[Work required] The data follows this line. Copy verbatim the line with "Please put a point on the textured" and each line after it to the end.

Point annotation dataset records
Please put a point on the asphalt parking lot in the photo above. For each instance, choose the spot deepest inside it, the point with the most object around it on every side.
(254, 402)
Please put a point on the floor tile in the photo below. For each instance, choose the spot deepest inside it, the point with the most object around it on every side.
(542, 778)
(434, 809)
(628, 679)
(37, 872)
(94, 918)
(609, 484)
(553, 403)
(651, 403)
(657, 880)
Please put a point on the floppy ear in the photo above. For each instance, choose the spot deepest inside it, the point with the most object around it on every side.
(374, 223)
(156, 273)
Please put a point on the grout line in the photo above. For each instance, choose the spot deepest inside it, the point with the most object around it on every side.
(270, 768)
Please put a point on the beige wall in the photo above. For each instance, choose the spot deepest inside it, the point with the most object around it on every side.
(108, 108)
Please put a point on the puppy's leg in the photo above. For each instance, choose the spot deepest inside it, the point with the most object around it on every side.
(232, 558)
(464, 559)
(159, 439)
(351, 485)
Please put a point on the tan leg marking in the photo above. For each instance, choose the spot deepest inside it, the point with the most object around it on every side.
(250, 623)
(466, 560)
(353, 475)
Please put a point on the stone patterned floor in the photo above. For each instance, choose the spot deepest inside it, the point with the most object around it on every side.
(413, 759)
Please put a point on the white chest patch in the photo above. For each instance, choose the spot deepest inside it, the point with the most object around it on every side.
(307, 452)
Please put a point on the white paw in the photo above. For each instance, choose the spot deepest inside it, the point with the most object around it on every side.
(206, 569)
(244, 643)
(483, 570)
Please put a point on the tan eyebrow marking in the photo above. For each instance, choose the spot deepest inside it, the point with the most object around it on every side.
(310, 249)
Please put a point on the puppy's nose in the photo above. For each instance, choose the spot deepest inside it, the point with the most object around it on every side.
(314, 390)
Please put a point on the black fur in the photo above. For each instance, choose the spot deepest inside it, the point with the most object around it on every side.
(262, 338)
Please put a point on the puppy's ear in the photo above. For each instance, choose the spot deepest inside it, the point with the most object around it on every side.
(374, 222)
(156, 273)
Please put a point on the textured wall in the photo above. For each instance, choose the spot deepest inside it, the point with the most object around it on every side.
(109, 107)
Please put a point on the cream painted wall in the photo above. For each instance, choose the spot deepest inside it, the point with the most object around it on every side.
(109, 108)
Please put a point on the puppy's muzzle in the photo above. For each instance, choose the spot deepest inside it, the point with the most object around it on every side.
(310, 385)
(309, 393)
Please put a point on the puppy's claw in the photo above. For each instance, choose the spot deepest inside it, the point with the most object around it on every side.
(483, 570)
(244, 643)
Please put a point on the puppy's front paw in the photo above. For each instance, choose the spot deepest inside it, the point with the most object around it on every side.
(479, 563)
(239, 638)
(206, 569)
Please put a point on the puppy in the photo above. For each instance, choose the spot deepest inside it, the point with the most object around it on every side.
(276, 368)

[Solution]
Please put a point on the textured wall in the photo above. For each instance, choose the spot deepest inside it, the point with the most object around it on every side.
(109, 107)
Please put a point on the cream painted wall in the photo above. For each instance, choose the spot deepest inside it, the point with the most object around it on every side.
(109, 108)
Please put a point on the puppy's muzzle in the photo above. For each instance, choose the spot deepest inside it, the point with the most object around it on every side.
(310, 385)
(309, 393)
Please put a point on the puppy's claw in the photo above. For each instance, choose the spot deepest inside it, the point with the most object around it on every side.
(483, 570)
(244, 643)
Please put a point on the puppy's front paw in the photo above. For each instance, choose the spot deepest inside it, the point with the most object around it on every side.
(479, 563)
(239, 638)
(206, 569)
Please put a point on the puppy in the photo above. For each instance, choose the spot deepest inside it, the point with the most object around it on every side.
(276, 368)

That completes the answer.